··· DATASET RECORDS

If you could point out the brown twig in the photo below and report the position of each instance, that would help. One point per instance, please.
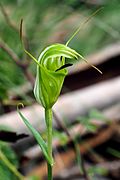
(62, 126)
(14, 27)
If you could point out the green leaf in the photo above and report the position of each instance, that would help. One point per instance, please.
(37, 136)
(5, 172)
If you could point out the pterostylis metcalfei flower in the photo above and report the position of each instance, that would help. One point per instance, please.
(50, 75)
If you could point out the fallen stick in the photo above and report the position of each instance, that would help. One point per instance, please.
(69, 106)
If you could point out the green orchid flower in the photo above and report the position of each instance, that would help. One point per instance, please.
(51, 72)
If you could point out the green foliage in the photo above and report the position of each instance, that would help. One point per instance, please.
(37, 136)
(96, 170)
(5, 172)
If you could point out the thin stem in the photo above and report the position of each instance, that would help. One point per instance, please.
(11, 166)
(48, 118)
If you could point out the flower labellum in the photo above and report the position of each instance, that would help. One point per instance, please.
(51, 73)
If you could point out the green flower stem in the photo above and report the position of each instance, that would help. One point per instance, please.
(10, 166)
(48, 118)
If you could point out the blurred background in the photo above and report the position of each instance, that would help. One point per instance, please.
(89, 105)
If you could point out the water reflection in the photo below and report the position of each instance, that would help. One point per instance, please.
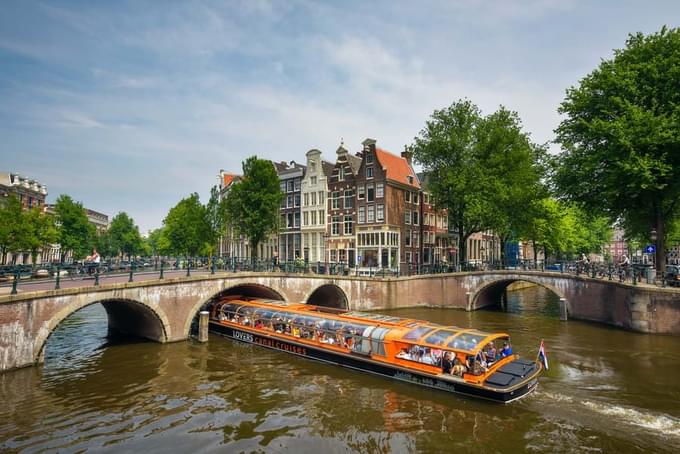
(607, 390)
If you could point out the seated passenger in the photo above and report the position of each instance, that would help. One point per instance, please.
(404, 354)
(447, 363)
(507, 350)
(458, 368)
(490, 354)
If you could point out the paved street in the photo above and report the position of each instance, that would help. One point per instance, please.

······

SET EXERCISE
Render every line above as a JSON list of strings, one string per line, with blank lines omitted. Leave the pictures out of the list.

EXERCISE OUTPUT
[
  "If you could point out the brown twig in the photo below and report the position of each instance, that would help. One point per instance, please.",
  "(62, 126)",
  "(14, 27)",
  "If you could point out the green leaf in the photo above and report the position of each instance, that would help. One point per instance, please.",
  "(37, 136)",
  "(5, 172)",
  "If you could point out the pterostylis metcalfei flower in the photo above and report the position of each instance, that would help. One point per instance, please.",
  "(50, 75)",
  "If you could point out the fallen stick in the photo above and report the position of each instance, that would help. One point per instance, please.",
  "(69, 106)",
  "If you could point out the green orchid flower in the photo above and report the position of each instance, that would help. One point per instance, please.",
  "(51, 72)",
  "If you could point out the green foliage in the photo above and report the position of each instance, that would help. One point per instance, please.",
  "(37, 136)",
  "(96, 170)",
  "(5, 172)",
  "If you could point out the thin stem in the photo above and report the position of each instance, that would help. One point per instance, please.",
  "(11, 166)",
  "(48, 118)",
  "If you could point out the flower labellum in the photo above and report the position of each instance, that would help. One point per instance, please.",
  "(51, 73)",
  "If you could point out the green flower stem in the photo above and report the position of each instance, that would help. One point per instance, please.",
  "(10, 166)",
  "(48, 118)",
  "If you could point out the blurred background in the photo above and report the position of each instance, that would help. One point per instance, please.",
  "(89, 105)",
  "If you could point out the water reflection in the photo below and report the position of each instance, that would help. One point per instance, please.",
  "(607, 390)",
  "If you could point out the seated passenger in the photo above and report the position of each instance, that would help. One point per instance, please.",
  "(404, 354)",
  "(447, 363)",
  "(507, 350)",
  "(458, 368)",
  "(490, 354)",
  "If you could point out the paved street in the photo above and report the position of each instance, that would help. One point per instance, please."
]